Could you reproduce, word for word, the lines of the records from the line with "point: short gray" to the line with "column 115, row 245", including both of those lines?

(Records from a point labeling set)

▬▬▬▬▬▬

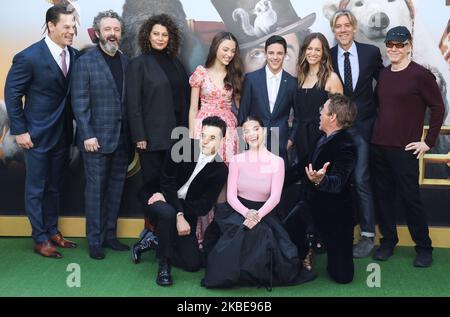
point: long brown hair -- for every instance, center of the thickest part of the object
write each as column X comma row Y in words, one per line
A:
column 235, row 74
column 325, row 66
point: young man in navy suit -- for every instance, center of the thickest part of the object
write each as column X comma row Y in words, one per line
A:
column 269, row 94
column 43, row 126
column 357, row 65
column 98, row 87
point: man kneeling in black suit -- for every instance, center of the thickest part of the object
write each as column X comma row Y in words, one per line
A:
column 191, row 181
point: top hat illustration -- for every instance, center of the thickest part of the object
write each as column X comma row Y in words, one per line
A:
column 254, row 21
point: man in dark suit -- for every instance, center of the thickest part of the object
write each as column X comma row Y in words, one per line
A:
column 357, row 65
column 328, row 193
column 269, row 94
column 191, row 181
column 98, row 87
column 43, row 127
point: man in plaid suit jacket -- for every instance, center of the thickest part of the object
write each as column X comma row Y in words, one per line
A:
column 98, row 105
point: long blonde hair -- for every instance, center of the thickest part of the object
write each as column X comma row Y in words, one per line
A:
column 325, row 66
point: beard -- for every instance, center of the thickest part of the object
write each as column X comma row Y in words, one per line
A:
column 109, row 47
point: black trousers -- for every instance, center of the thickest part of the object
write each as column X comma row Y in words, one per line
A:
column 395, row 174
column 151, row 165
column 181, row 251
column 363, row 188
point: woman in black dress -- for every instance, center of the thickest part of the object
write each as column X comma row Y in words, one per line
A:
column 316, row 80
column 157, row 94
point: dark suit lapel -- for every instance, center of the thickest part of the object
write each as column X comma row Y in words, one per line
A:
column 106, row 70
column 281, row 93
column 262, row 82
column 72, row 61
column 51, row 62
column 319, row 150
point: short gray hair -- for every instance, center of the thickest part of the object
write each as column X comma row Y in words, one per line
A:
column 106, row 14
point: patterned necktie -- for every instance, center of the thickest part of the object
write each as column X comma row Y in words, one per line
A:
column 63, row 63
column 348, row 82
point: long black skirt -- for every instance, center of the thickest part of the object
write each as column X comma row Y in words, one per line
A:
column 262, row 256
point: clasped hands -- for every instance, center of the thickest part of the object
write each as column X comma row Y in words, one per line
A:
column 316, row 176
column 251, row 218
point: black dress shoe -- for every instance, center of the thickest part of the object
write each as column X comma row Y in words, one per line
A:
column 423, row 259
column 164, row 277
column 96, row 252
column 383, row 253
column 115, row 245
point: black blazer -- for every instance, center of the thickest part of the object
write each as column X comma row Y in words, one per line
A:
column 204, row 189
column 150, row 105
column 97, row 104
column 332, row 198
column 370, row 64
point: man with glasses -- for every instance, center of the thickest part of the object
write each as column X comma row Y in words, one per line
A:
column 405, row 89
column 357, row 65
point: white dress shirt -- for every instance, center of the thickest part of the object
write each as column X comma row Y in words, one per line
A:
column 273, row 85
column 354, row 63
column 56, row 51
column 201, row 163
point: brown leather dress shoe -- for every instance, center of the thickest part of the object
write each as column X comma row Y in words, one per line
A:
column 47, row 249
column 61, row 242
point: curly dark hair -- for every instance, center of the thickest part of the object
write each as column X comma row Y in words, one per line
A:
column 166, row 21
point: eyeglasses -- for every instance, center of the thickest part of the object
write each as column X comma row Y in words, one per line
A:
column 397, row 45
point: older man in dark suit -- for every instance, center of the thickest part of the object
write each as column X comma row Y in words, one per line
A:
column 43, row 127
column 269, row 94
column 329, row 198
column 358, row 65
column 98, row 104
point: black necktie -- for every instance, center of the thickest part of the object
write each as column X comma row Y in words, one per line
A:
column 348, row 83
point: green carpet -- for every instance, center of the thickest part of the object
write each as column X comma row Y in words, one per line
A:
column 24, row 273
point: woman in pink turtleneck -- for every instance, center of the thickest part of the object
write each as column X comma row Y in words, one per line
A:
column 254, row 248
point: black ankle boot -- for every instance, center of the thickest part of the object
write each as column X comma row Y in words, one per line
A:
column 164, row 277
column 148, row 242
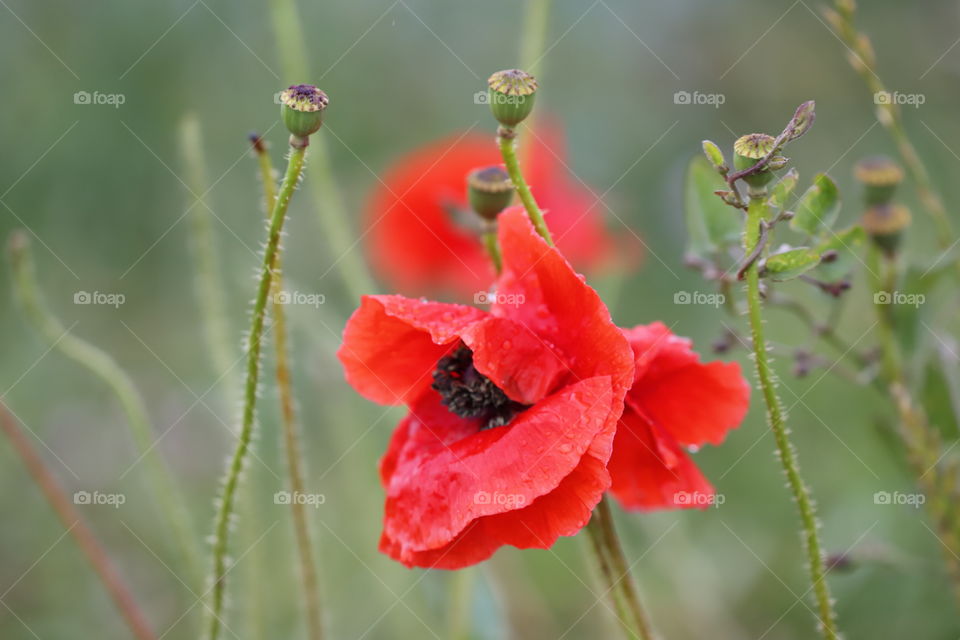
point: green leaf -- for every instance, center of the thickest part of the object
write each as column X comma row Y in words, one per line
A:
column 818, row 207
column 710, row 223
column 782, row 190
column 714, row 155
column 846, row 243
column 789, row 264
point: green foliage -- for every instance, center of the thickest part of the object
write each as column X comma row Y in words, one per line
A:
column 846, row 243
column 790, row 264
column 818, row 207
column 710, row 222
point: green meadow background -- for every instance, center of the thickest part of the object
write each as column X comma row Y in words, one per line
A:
column 100, row 189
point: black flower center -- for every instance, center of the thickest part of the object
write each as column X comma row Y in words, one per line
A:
column 469, row 394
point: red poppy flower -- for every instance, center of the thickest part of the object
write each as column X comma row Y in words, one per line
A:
column 676, row 401
column 422, row 237
column 512, row 411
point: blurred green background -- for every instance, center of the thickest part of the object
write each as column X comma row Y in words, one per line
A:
column 99, row 189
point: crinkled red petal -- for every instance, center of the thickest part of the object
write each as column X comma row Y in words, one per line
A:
column 649, row 470
column 391, row 344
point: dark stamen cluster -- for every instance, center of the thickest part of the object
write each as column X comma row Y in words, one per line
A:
column 469, row 394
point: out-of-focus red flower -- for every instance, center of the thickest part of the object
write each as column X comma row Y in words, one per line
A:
column 418, row 226
column 676, row 401
column 512, row 412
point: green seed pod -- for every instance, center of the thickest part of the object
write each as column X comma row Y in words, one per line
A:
column 301, row 109
column 885, row 224
column 489, row 190
column 715, row 156
column 511, row 96
column 880, row 177
column 747, row 151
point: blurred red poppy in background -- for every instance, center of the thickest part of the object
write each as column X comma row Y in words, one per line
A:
column 423, row 239
column 512, row 412
column 676, row 401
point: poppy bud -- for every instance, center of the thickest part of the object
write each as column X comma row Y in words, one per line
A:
column 880, row 177
column 511, row 96
column 301, row 108
column 747, row 151
column 489, row 190
column 885, row 223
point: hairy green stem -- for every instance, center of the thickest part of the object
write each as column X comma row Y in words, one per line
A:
column 248, row 418
column 506, row 138
column 616, row 572
column 71, row 519
column 756, row 215
column 291, row 439
column 169, row 497
column 862, row 60
column 492, row 245
column 325, row 194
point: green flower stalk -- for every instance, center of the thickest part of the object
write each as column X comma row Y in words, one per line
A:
column 167, row 494
column 298, row 148
column 512, row 94
column 489, row 191
column 754, row 239
column 291, row 438
column 325, row 194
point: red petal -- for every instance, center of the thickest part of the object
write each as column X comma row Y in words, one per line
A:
column 516, row 360
column 414, row 244
column 391, row 344
column 694, row 402
column 650, row 471
column 417, row 248
column 442, row 472
column 557, row 305
column 562, row 512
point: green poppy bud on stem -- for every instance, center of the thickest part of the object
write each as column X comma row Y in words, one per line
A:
column 880, row 177
column 490, row 191
column 301, row 108
column 885, row 224
column 750, row 149
column 511, row 96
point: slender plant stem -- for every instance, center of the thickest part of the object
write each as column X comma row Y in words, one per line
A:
column 169, row 498
column 461, row 596
column 616, row 571
column 71, row 519
column 756, row 214
column 235, row 468
column 506, row 138
column 325, row 194
column 209, row 282
column 862, row 60
column 921, row 440
column 492, row 245
column 291, row 439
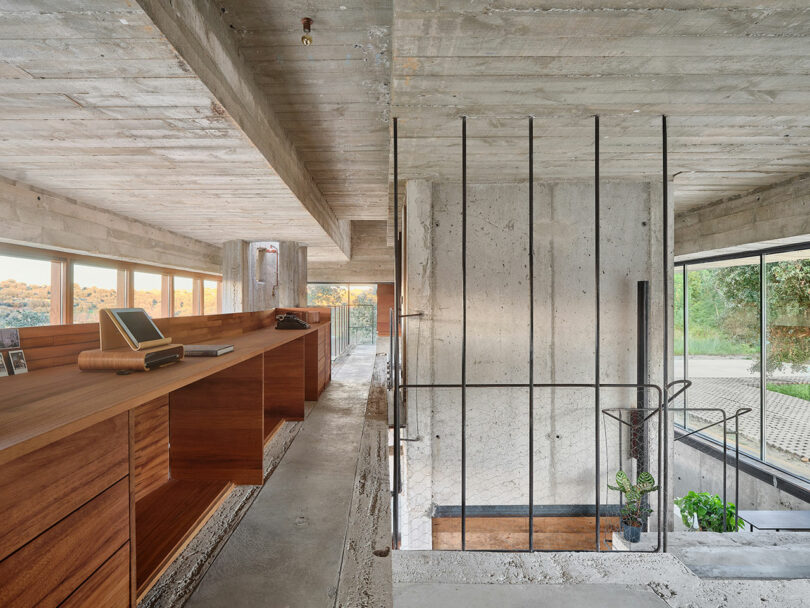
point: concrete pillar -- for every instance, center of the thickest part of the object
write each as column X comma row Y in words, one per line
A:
column 418, row 356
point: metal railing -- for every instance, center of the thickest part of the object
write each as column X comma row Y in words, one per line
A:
column 399, row 387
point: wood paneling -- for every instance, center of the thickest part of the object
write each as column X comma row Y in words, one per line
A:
column 47, row 570
column 108, row 587
column 40, row 488
column 46, row 405
column 216, row 426
column 151, row 446
column 512, row 533
column 385, row 302
column 284, row 381
column 167, row 519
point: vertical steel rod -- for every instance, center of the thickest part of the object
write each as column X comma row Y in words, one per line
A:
column 397, row 287
column 597, row 284
column 763, row 352
column 531, row 333
column 464, row 333
column 665, row 278
column 685, row 339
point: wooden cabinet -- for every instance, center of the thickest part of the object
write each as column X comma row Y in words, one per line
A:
column 105, row 478
column 46, row 571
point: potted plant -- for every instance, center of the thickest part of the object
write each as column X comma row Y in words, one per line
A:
column 707, row 510
column 634, row 511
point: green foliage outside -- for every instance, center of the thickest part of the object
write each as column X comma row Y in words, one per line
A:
column 708, row 510
column 635, row 510
column 362, row 310
column 724, row 313
column 802, row 391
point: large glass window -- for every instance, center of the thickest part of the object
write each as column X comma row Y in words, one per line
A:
column 723, row 345
column 148, row 288
column 787, row 361
column 26, row 294
column 719, row 312
column 94, row 287
column 183, row 296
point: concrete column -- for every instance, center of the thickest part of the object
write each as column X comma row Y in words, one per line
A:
column 418, row 338
column 250, row 278
column 292, row 275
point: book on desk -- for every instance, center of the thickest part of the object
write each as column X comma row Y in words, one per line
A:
column 129, row 340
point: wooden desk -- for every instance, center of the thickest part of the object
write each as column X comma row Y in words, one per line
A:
column 105, row 478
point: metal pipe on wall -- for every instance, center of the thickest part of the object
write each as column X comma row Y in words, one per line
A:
column 397, row 286
column 597, row 285
column 665, row 304
column 463, row 332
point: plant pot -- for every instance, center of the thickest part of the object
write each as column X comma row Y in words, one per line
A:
column 631, row 534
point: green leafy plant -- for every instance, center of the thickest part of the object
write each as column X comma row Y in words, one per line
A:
column 708, row 509
column 634, row 511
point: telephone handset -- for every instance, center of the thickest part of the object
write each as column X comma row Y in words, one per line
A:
column 290, row 321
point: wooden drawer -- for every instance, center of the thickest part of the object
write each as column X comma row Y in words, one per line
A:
column 39, row 489
column 51, row 567
column 108, row 587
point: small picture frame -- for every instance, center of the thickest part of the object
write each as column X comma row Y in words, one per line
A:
column 18, row 364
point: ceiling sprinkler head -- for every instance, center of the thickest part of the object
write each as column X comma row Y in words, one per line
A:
column 306, row 39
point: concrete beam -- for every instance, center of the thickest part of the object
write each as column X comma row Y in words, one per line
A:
column 203, row 39
column 32, row 216
column 778, row 213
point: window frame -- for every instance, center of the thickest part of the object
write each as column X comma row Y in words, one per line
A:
column 762, row 254
column 62, row 264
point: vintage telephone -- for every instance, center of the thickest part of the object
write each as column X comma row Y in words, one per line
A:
column 290, row 321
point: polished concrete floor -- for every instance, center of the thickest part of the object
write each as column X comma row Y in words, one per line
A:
column 287, row 551
column 445, row 595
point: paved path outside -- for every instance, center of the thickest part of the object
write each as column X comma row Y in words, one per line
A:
column 288, row 549
column 787, row 418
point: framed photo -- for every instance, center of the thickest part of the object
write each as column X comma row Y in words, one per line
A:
column 9, row 338
column 18, row 364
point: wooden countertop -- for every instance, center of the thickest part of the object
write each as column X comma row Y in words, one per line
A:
column 43, row 406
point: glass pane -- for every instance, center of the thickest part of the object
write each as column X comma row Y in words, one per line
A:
column 148, row 292
column 25, row 292
column 723, row 347
column 787, row 399
column 211, row 297
column 94, row 287
column 183, row 296
column 327, row 294
column 678, row 346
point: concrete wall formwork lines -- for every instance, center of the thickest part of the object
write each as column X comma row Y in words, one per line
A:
column 497, row 341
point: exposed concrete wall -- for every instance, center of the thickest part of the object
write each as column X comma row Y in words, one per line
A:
column 372, row 258
column 498, row 344
column 36, row 217
column 695, row 470
column 763, row 215
column 251, row 281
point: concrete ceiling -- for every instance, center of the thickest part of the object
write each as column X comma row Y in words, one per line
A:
column 332, row 97
column 97, row 105
column 734, row 80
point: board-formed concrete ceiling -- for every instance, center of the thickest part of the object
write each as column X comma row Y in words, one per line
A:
column 733, row 78
column 97, row 105
column 332, row 97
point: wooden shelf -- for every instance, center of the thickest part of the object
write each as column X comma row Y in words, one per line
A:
column 166, row 519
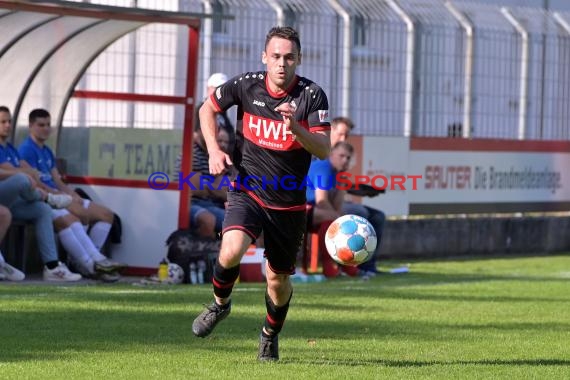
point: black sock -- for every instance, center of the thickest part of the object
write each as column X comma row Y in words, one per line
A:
column 275, row 317
column 224, row 280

▬▬▬▬▬▬

◆ **The solution**:
point: short gray hair -- for every instance, center of the thickest part of the object
write each as column X comma row Y in words, one per line
A:
column 106, row 14
point: patterned necktie -- for every instance, center of the thickest part of the object
write each as column X comma row Y in words, one per line
A:
column 63, row 63
column 348, row 82
point: long black skirt -- for every instance, center of the thickest part of the object
write each as column X comma row Y in words, one per line
A:
column 262, row 256
point: clasped hands -- for every instance, center of the thickest part of the object
write each as column X comma row Y in words, one per line
A:
column 316, row 176
column 251, row 218
point: black dress shoe -- for every instance, center of the thickest part of the object
write each as column X comma row Y in words, one per line
A:
column 423, row 259
column 164, row 277
column 96, row 252
column 383, row 253
column 115, row 245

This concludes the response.